**Task to carry out**: Among the records that follow, how many lines include the string "coordinates"? Only the number is wanted.

**Supplied data**:
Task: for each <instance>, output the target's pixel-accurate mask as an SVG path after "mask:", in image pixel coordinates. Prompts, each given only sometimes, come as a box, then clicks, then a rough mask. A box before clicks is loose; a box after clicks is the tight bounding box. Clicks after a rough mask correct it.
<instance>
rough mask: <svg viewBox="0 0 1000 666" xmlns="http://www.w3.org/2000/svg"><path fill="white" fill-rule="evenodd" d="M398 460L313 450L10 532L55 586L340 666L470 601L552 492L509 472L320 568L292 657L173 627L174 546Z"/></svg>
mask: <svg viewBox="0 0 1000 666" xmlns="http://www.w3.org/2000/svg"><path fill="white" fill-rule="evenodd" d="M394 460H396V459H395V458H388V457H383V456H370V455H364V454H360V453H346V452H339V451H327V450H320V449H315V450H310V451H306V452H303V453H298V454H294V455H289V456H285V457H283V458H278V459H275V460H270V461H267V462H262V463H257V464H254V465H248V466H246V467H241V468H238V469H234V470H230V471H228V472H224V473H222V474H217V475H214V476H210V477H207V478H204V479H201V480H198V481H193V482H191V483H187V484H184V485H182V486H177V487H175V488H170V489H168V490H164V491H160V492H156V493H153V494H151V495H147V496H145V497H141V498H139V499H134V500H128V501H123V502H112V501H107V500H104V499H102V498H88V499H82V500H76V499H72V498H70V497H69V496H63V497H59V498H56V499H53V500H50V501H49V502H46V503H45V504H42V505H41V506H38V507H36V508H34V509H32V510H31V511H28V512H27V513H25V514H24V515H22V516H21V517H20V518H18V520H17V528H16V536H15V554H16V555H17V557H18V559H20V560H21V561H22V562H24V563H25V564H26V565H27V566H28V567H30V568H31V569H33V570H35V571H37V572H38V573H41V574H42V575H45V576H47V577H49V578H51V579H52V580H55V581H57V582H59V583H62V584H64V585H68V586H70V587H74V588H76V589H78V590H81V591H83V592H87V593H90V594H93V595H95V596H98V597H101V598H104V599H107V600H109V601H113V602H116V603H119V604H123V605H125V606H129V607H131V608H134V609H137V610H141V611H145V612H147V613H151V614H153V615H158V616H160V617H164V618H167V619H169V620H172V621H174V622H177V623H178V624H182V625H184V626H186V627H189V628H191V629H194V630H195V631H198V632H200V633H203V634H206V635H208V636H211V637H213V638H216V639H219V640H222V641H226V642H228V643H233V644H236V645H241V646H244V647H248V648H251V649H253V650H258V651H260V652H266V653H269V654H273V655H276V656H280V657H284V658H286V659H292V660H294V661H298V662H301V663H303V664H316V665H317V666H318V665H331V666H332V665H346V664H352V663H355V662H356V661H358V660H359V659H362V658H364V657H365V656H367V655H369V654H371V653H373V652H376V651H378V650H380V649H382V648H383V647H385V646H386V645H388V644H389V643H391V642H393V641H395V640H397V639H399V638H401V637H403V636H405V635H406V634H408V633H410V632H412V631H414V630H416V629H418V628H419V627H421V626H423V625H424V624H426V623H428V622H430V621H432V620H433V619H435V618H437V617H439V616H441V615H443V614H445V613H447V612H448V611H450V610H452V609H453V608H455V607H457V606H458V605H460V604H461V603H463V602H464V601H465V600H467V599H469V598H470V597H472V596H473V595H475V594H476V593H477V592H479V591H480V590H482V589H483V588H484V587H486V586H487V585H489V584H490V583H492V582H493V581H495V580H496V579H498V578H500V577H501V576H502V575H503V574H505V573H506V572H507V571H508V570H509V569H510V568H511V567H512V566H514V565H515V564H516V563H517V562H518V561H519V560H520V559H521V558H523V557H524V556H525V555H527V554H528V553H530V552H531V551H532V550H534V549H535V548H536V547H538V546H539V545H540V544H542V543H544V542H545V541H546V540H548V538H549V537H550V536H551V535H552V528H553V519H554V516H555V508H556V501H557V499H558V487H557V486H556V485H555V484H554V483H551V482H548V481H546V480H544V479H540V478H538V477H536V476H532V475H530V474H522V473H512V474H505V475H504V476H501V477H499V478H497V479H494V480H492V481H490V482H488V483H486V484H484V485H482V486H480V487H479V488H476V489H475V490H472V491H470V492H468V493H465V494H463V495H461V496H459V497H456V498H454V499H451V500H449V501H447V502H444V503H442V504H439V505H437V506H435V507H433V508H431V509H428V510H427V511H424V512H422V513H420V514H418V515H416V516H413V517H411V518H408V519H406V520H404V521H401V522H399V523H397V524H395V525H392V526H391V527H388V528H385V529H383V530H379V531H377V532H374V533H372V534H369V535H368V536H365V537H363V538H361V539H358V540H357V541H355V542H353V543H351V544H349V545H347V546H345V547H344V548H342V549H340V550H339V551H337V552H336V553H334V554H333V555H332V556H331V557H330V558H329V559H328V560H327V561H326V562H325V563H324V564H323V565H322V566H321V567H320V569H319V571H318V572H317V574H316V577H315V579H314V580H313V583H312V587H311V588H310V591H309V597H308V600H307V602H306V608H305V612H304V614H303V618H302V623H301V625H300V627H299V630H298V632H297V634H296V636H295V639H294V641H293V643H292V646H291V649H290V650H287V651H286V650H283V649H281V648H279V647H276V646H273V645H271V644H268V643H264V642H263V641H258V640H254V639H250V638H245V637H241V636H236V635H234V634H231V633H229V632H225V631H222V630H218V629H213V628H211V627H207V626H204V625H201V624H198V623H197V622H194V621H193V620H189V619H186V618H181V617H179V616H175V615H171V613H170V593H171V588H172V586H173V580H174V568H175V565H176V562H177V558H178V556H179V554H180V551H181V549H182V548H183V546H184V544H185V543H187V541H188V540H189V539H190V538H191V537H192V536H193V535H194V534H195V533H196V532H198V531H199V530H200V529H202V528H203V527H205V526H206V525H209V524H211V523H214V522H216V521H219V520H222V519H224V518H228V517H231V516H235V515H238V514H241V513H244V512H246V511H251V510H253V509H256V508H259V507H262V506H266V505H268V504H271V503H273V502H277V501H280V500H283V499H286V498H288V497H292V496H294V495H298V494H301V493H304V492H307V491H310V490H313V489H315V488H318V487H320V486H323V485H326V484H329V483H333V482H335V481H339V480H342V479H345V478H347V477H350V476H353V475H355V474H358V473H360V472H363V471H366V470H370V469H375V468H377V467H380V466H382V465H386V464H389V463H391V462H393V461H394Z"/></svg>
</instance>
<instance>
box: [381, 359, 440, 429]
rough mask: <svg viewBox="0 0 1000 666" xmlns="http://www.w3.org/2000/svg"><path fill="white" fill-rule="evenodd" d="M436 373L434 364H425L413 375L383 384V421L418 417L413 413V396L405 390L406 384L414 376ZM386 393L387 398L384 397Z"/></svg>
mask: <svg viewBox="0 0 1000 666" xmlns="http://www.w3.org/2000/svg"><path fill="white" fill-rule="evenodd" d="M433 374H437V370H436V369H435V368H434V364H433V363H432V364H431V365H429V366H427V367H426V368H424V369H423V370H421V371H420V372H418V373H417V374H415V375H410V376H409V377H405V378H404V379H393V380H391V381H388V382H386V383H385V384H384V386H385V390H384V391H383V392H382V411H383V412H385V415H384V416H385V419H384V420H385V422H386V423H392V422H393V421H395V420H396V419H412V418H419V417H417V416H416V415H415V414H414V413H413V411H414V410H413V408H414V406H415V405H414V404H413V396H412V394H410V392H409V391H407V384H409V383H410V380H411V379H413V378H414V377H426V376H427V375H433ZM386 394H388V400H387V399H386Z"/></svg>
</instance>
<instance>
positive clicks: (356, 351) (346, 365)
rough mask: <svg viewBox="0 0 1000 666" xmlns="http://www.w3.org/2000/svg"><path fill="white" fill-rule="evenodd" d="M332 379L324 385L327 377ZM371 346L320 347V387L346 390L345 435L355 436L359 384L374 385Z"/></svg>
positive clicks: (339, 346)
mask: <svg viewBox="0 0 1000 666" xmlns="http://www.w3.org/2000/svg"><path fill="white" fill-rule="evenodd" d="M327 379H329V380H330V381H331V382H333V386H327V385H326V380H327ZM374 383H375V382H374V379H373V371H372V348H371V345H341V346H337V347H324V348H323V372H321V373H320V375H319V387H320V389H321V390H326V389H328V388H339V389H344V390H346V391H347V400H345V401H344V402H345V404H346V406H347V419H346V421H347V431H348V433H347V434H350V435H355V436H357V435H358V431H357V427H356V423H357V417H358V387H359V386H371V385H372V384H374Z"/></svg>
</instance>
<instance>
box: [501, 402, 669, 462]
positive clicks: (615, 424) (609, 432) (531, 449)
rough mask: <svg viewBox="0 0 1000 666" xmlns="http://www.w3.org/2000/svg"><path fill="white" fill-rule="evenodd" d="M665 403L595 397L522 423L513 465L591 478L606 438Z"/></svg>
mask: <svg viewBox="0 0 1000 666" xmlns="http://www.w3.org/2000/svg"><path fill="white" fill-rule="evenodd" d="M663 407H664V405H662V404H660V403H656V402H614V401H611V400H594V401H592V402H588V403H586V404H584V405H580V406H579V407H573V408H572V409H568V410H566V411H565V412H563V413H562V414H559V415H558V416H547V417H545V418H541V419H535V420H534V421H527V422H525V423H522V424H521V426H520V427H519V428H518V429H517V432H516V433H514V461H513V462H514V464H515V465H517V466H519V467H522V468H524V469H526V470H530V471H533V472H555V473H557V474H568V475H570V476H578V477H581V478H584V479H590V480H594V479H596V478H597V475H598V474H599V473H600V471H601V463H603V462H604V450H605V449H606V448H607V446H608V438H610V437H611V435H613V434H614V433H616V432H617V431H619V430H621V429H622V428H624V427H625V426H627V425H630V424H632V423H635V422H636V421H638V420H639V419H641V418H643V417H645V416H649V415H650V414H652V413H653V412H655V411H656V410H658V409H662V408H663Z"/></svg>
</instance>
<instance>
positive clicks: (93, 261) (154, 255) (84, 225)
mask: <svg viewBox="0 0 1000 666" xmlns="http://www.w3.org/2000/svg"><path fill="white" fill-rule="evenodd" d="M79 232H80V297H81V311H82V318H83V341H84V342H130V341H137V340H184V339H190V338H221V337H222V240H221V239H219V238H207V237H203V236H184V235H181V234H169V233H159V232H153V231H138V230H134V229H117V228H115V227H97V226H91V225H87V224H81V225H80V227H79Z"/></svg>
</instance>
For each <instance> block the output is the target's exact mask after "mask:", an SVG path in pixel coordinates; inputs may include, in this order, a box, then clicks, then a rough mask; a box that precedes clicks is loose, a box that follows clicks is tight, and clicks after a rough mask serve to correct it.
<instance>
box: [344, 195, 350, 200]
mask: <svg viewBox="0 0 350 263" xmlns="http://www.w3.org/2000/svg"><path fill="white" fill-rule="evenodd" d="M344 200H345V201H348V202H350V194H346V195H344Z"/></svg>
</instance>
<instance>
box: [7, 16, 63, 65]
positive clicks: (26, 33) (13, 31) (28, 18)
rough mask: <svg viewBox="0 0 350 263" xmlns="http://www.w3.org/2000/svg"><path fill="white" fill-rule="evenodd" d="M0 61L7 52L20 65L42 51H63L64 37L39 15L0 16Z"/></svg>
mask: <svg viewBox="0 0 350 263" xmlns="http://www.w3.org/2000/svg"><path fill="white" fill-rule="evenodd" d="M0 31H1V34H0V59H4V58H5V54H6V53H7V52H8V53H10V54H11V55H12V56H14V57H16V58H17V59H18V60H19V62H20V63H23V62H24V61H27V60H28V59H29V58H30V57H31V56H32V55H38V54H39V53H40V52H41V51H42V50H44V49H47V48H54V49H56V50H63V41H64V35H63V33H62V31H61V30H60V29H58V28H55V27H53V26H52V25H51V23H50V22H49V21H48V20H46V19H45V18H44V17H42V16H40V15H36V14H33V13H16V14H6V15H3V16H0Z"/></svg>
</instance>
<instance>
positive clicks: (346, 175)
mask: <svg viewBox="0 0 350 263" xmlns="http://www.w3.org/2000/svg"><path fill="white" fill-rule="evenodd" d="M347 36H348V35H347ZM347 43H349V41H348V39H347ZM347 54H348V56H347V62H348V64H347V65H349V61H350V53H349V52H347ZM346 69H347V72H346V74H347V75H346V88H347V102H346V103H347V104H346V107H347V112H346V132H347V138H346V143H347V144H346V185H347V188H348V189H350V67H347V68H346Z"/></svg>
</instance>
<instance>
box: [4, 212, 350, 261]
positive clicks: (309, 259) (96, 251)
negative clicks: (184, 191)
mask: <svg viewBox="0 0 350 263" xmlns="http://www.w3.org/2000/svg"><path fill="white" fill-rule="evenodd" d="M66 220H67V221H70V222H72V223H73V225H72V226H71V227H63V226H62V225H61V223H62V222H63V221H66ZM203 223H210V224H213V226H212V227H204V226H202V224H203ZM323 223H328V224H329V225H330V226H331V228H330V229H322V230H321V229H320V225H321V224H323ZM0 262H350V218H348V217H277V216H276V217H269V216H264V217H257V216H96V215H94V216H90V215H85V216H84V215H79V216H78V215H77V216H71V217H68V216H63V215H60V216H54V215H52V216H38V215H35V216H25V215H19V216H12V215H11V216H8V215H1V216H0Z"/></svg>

**Answer**: 2